---------- Task data ----------

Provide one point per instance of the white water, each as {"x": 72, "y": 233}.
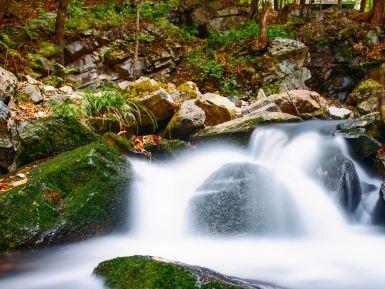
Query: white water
{"x": 329, "y": 253}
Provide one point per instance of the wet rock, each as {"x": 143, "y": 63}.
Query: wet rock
{"x": 187, "y": 120}
{"x": 4, "y": 113}
{"x": 218, "y": 109}
{"x": 361, "y": 134}
{"x": 35, "y": 139}
{"x": 31, "y": 93}
{"x": 7, "y": 85}
{"x": 368, "y": 96}
{"x": 240, "y": 129}
{"x": 308, "y": 103}
{"x": 165, "y": 274}
{"x": 340, "y": 112}
{"x": 338, "y": 174}
{"x": 52, "y": 208}
{"x": 238, "y": 199}
{"x": 78, "y": 48}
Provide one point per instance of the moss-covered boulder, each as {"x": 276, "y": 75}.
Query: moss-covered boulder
{"x": 39, "y": 138}
{"x": 144, "y": 272}
{"x": 368, "y": 96}
{"x": 240, "y": 129}
{"x": 77, "y": 194}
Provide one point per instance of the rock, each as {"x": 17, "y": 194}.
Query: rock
{"x": 166, "y": 149}
{"x": 66, "y": 89}
{"x": 7, "y": 151}
{"x": 188, "y": 119}
{"x": 7, "y": 85}
{"x": 4, "y": 113}
{"x": 164, "y": 274}
{"x": 158, "y": 103}
{"x": 188, "y": 90}
{"x": 77, "y": 49}
{"x": 35, "y": 139}
{"x": 52, "y": 208}
{"x": 30, "y": 92}
{"x": 238, "y": 198}
{"x": 308, "y": 103}
{"x": 368, "y": 97}
{"x": 218, "y": 109}
{"x": 338, "y": 174}
{"x": 340, "y": 112}
{"x": 240, "y": 129}
{"x": 361, "y": 134}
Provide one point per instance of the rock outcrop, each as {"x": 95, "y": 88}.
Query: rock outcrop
{"x": 65, "y": 198}
{"x": 143, "y": 272}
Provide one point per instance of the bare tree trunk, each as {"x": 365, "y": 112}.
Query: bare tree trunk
{"x": 4, "y": 5}
{"x": 59, "y": 27}
{"x": 378, "y": 14}
{"x": 137, "y": 33}
{"x": 362, "y": 6}
{"x": 276, "y": 5}
{"x": 254, "y": 10}
{"x": 262, "y": 41}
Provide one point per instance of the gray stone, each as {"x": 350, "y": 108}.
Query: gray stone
{"x": 7, "y": 85}
{"x": 187, "y": 120}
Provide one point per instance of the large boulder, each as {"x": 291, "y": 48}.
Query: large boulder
{"x": 239, "y": 198}
{"x": 188, "y": 119}
{"x": 218, "y": 109}
{"x": 339, "y": 176}
{"x": 145, "y": 272}
{"x": 39, "y": 138}
{"x": 77, "y": 194}
{"x": 240, "y": 129}
{"x": 361, "y": 134}
{"x": 309, "y": 104}
{"x": 368, "y": 96}
{"x": 7, "y": 85}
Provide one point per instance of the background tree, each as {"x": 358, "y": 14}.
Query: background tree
{"x": 4, "y": 5}
{"x": 60, "y": 27}
{"x": 137, "y": 33}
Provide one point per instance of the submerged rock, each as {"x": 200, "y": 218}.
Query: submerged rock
{"x": 240, "y": 129}
{"x": 240, "y": 198}
{"x": 145, "y": 272}
{"x": 361, "y": 134}
{"x": 339, "y": 176}
{"x": 78, "y": 194}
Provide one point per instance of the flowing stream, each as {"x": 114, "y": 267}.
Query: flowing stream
{"x": 311, "y": 243}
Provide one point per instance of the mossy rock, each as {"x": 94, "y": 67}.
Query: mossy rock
{"x": 144, "y": 272}
{"x": 75, "y": 195}
{"x": 39, "y": 138}
{"x": 239, "y": 130}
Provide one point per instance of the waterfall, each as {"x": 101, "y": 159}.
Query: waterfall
{"x": 272, "y": 212}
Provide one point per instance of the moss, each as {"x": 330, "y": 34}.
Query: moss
{"x": 69, "y": 197}
{"x": 119, "y": 142}
{"x": 39, "y": 138}
{"x": 146, "y": 273}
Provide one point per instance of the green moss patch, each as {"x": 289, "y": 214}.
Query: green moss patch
{"x": 147, "y": 273}
{"x": 75, "y": 195}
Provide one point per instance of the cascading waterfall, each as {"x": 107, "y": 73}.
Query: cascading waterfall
{"x": 306, "y": 242}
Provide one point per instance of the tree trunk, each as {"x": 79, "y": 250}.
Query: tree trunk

----------

The problem: Please format all of the data above as a JSON list of strings, one string per line, with blank lines and the picture left out.

Solved problem:
[
  "Provide one point per instance of the white water, each as {\"x\": 72, \"y\": 233}.",
  "Query: white water",
  "{\"x\": 329, \"y\": 253}",
  "Provide one point per instance of the wet rock, each as {\"x\": 143, \"y\": 63}.",
  "Query: wet rock",
  "{\"x\": 187, \"y\": 120}",
  "{\"x\": 4, \"y\": 113}",
  "{\"x\": 218, \"y\": 109}",
  "{\"x\": 361, \"y\": 134}",
  "{\"x\": 35, \"y\": 139}",
  "{\"x\": 31, \"y\": 93}",
  "{\"x\": 7, \"y\": 85}",
  "{\"x\": 368, \"y\": 96}",
  "{\"x\": 240, \"y\": 129}",
  "{\"x\": 308, \"y\": 103}",
  "{\"x\": 165, \"y\": 274}",
  "{\"x\": 340, \"y\": 112}",
  "{\"x\": 338, \"y\": 174}",
  "{\"x\": 52, \"y\": 208}",
  "{\"x\": 238, \"y\": 199}",
  "{\"x\": 78, \"y\": 48}",
  "Provide one point per instance of the moss-covered boulder, each as {\"x\": 276, \"y\": 75}.",
  "Query: moss-covered boulder",
  "{\"x\": 39, \"y\": 138}",
  "{\"x\": 144, \"y\": 272}",
  "{\"x\": 368, \"y\": 96}",
  "{\"x\": 240, \"y\": 129}",
  "{\"x\": 77, \"y\": 194}",
  "Provide one point per instance of the rock, each as {\"x\": 17, \"y\": 194}.",
  "Query: rock",
  "{\"x\": 166, \"y\": 149}",
  "{\"x\": 66, \"y\": 89}",
  "{\"x\": 7, \"y\": 151}",
  "{\"x\": 188, \"y\": 119}",
  "{\"x\": 7, \"y\": 85}",
  "{\"x\": 4, \"y\": 113}",
  "{\"x\": 164, \"y\": 274}",
  "{\"x\": 158, \"y\": 103}",
  "{\"x\": 188, \"y\": 90}",
  "{\"x\": 77, \"y\": 49}",
  "{\"x\": 35, \"y\": 139}",
  "{\"x\": 52, \"y\": 208}",
  "{\"x\": 30, \"y\": 92}",
  "{\"x\": 238, \"y\": 198}",
  "{\"x\": 308, \"y\": 103}",
  "{\"x\": 368, \"y\": 97}",
  "{\"x\": 218, \"y\": 109}",
  "{\"x\": 338, \"y\": 174}",
  "{\"x\": 340, \"y\": 112}",
  "{\"x\": 240, \"y\": 129}",
  "{\"x\": 361, \"y\": 134}",
  "Provide one point per instance of the rock outcrop, each as {\"x\": 95, \"y\": 88}.",
  "Query: rock outcrop",
  "{\"x\": 65, \"y\": 198}",
  "{\"x\": 143, \"y\": 272}",
  "Provide one point per instance of the bare tree trunk, each as {\"x\": 365, \"y\": 112}.",
  "Query: bare tree trunk",
  "{\"x\": 4, \"y\": 5}",
  "{\"x\": 59, \"y\": 27}",
  "{\"x\": 378, \"y\": 14}",
  "{\"x\": 137, \"y\": 33}",
  "{\"x\": 362, \"y\": 6}",
  "{\"x\": 276, \"y\": 5}",
  "{\"x\": 254, \"y\": 10}",
  "{\"x\": 262, \"y\": 41}",
  "Provide one point per instance of the gray stone, each as {\"x\": 350, \"y\": 108}.",
  "Query: gray stone",
  "{\"x\": 7, \"y\": 85}",
  "{\"x\": 187, \"y\": 120}",
  "Provide one point per instance of the large boulder, each as {\"x\": 291, \"y\": 48}.",
  "Query: large boulder",
  "{\"x\": 239, \"y\": 198}",
  "{\"x\": 188, \"y\": 119}",
  "{\"x\": 218, \"y\": 109}",
  "{\"x\": 339, \"y\": 176}",
  "{\"x\": 145, \"y\": 272}",
  "{\"x\": 39, \"y\": 138}",
  "{\"x\": 77, \"y\": 194}",
  "{\"x\": 240, \"y\": 129}",
  "{\"x\": 361, \"y\": 134}",
  "{\"x\": 309, \"y\": 104}",
  "{\"x\": 368, \"y\": 96}",
  "{\"x\": 7, \"y\": 85}",
  "Provide one point per instance of the background tree, each as {\"x\": 358, \"y\": 14}.",
  "Query: background tree",
  "{\"x\": 4, \"y\": 5}",
  "{\"x\": 60, \"y\": 27}",
  "{\"x\": 137, \"y\": 33}",
  "Provide one point per instance of the submerged rock, each as {\"x\": 200, \"y\": 218}.",
  "Query: submerged rock",
  "{\"x\": 240, \"y\": 129}",
  "{\"x\": 240, \"y\": 198}",
  "{\"x\": 145, \"y\": 272}",
  "{\"x\": 361, \"y\": 134}",
  "{\"x\": 339, \"y\": 176}",
  "{\"x\": 78, \"y\": 194}",
  "Provide one point per instance of the flowing stream, each as {\"x\": 114, \"y\": 267}.",
  "Query: flowing stream",
  "{\"x\": 311, \"y\": 243}",
  "Provide one point per instance of the mossy rock, each as {\"x\": 94, \"y\": 67}.",
  "Query: mossy rock",
  "{\"x\": 144, \"y\": 272}",
  "{\"x\": 75, \"y\": 195}",
  "{\"x\": 39, \"y\": 138}",
  "{\"x\": 239, \"y\": 130}",
  "Provide one point per instance of the waterfall, each as {\"x\": 101, \"y\": 159}.",
  "Query: waterfall",
  "{\"x\": 272, \"y\": 212}",
  "Provide one point per instance of the moss, each as {\"x\": 330, \"y\": 34}.",
  "Query: moss",
  "{\"x\": 69, \"y\": 197}",
  "{\"x\": 119, \"y\": 142}",
  "{\"x\": 39, \"y\": 138}",
  "{\"x\": 146, \"y\": 273}",
  "Provide one point per instance of the green moss patch, each as {\"x\": 289, \"y\": 214}.",
  "Query: green moss patch",
  "{\"x\": 147, \"y\": 273}",
  "{\"x\": 75, \"y\": 195}",
  "Provide one point per instance of the cascading waterfall, each as {\"x\": 107, \"y\": 73}.",
  "Query: cascading waterfall",
  "{\"x\": 306, \"y\": 242}",
  "Provide one point per instance of the tree trunk, each as {\"x\": 79, \"y\": 250}.",
  "Query: tree trunk"
]